═══ EXERCISE INPUTS

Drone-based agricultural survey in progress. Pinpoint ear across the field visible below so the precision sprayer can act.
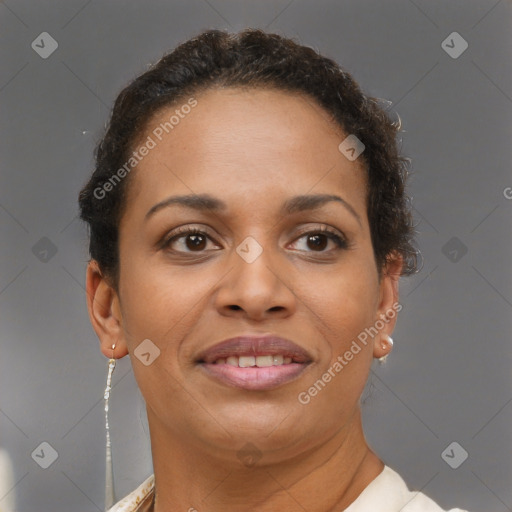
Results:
[85,260,128,359]
[373,252,404,358]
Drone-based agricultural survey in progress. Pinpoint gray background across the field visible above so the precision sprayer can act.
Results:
[0,0,512,512]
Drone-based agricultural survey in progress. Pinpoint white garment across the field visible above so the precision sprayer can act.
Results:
[108,466,466,512]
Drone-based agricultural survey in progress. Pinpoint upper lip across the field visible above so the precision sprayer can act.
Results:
[197,335,311,363]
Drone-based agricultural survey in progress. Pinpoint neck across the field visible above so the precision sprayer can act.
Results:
[148,408,384,512]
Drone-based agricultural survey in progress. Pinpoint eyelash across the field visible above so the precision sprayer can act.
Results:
[161,226,349,254]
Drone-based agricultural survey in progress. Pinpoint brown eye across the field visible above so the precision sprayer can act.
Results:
[307,234,329,251]
[294,228,348,252]
[162,228,218,253]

══════

JOB - Please write out every item above again with its wording, moving each bounding-box coordinate in the results up by 143. Leave the pictures out of your answer.

EXPECTED OUTPUT -
Drone-based agricultural survey in progress. Pinpoint ear across the field visible below so the precision sprayer can act.
Results:
[228,403,271,502]
[516,395,547,501]
Drone-based agricultural survey in progress. Pinpoint gray background across the field visible above so the precision sprayer can act.
Results:
[143,143,655,655]
Drone-based agricultural survey in progress. Pinpoint white garment across the field visible above so the precision sprayer can act.
Results:
[251,609,609,655]
Drone-based agricultural survey in progress. Pinpoint upper lip across the field visible above so the precision sprayer can act.
Results:
[340,478,454,506]
Drone-based agricultural survey in progress. Pinpoint neck across the field visible above so the precision sprayer can act.
Results:
[291,551,527,655]
Drone-based agricultural survey in progress. Pinpoint eyelash across the field visible above so the precision sprayer can act.
Results:
[304,369,492,397]
Drone-based agricultural survey in progress. Pinpoint brown eye across the field visible above so the precision sprayer can act.
Results:
[450,377,472,394]
[437,371,491,395]
[305,371,361,396]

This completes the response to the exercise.